• [ИСХОДНЫЕ ДАННЫЕ]:
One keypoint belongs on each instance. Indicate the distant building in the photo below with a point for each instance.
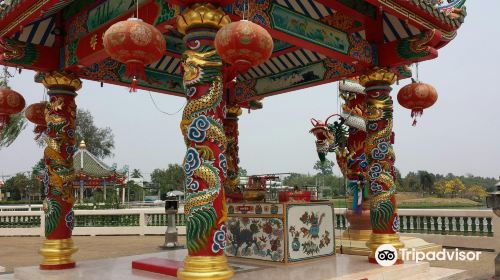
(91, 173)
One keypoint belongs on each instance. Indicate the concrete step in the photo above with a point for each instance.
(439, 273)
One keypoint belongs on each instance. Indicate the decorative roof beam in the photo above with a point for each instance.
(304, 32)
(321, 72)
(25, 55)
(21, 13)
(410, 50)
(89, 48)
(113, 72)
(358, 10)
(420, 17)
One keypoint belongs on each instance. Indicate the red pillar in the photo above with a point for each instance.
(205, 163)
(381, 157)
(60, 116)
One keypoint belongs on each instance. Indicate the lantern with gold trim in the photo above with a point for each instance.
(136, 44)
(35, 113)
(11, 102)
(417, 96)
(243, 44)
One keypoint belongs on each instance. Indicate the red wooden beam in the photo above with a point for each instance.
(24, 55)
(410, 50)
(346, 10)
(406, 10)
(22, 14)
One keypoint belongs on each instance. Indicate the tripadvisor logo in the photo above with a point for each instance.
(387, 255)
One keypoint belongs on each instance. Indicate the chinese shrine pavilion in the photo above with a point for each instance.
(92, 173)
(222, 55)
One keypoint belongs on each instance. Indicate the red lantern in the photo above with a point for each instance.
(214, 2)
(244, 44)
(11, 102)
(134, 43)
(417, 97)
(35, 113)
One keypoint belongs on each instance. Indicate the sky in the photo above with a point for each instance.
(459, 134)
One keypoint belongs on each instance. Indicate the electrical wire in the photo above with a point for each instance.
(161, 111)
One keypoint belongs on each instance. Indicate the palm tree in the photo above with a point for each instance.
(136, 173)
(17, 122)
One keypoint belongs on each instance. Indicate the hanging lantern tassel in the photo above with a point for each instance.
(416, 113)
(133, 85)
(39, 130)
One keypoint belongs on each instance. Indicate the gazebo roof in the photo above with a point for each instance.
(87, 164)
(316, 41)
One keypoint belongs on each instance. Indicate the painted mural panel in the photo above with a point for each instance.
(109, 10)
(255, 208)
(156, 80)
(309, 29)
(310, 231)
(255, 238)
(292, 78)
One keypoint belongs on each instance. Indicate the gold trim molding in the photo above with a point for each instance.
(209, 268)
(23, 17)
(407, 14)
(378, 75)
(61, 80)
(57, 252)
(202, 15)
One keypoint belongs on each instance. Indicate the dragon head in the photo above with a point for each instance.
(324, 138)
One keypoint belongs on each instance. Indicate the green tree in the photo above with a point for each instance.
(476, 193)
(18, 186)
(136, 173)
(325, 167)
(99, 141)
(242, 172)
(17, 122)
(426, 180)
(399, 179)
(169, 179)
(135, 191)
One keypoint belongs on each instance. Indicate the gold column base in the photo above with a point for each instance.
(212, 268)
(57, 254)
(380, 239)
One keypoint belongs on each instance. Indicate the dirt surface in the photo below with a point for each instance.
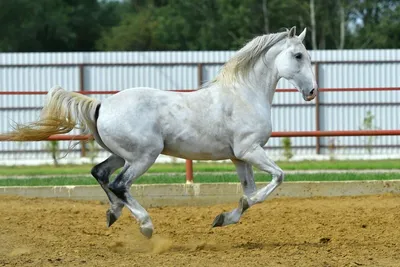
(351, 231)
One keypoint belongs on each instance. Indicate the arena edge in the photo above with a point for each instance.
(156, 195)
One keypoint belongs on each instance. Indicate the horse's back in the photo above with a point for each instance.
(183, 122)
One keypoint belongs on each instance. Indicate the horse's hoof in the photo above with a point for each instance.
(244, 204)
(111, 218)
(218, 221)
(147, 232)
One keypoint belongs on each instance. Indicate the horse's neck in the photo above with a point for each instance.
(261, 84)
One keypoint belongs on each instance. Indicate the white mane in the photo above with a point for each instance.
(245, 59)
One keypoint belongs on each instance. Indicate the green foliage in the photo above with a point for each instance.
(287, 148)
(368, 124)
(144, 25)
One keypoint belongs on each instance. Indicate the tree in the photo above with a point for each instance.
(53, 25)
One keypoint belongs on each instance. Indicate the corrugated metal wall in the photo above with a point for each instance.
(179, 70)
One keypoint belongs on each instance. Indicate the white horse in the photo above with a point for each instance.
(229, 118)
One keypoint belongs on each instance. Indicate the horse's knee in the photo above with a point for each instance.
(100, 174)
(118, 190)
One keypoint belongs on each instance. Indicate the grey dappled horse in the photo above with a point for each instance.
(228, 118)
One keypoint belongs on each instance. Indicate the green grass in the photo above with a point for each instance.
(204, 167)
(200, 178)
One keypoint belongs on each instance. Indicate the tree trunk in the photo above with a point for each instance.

...

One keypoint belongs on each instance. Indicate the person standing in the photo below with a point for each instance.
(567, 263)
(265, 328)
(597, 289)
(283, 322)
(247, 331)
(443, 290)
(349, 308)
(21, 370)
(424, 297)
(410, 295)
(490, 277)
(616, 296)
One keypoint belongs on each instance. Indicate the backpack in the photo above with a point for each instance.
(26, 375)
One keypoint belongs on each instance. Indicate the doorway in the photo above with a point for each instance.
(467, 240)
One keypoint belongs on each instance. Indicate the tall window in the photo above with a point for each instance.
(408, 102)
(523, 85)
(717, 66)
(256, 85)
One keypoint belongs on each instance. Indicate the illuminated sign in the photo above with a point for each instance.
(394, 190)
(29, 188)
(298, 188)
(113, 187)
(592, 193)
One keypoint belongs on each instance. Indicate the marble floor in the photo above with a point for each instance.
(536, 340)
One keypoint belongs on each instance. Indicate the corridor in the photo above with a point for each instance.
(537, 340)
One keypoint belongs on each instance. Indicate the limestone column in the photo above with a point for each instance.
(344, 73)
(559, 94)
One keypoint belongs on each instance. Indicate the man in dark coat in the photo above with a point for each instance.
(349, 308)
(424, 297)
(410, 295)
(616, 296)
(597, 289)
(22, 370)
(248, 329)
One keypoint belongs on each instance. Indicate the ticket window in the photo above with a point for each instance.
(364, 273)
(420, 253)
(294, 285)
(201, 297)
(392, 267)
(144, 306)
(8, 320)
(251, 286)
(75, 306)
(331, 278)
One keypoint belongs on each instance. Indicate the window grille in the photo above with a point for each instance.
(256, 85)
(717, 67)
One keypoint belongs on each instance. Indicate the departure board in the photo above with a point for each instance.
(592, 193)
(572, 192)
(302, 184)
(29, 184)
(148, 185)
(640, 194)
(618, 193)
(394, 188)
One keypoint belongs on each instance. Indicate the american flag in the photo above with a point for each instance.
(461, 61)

• [УСЛОВИЯ И ТРЕБОВАНИЯ]: Приведите повторно дословно всё от строки, содержащей «One keypoint belongs on each instance. Indicate the horse's knee», до строки, содержащей «One keypoint belongs on each instance. Indicate the tree trunk», включая обе эти строки.

• [РЕШЕНИЕ ЗАДАНИЯ]:
One keypoint belongs on each instance. Indicate the horse's knee in the photo above with a point for each instance.
(100, 174)
(118, 190)
One keypoint belongs on each instance. Indicate the grey dappled horse in the photo above with a point for each instance.
(228, 118)
One keypoint belongs on each instance. Indicate the green grass in the photo above with a point for each instance.
(204, 167)
(200, 178)
One keypoint belongs on each instance. Indicate the tree trunk in the photo above with a point for each instance.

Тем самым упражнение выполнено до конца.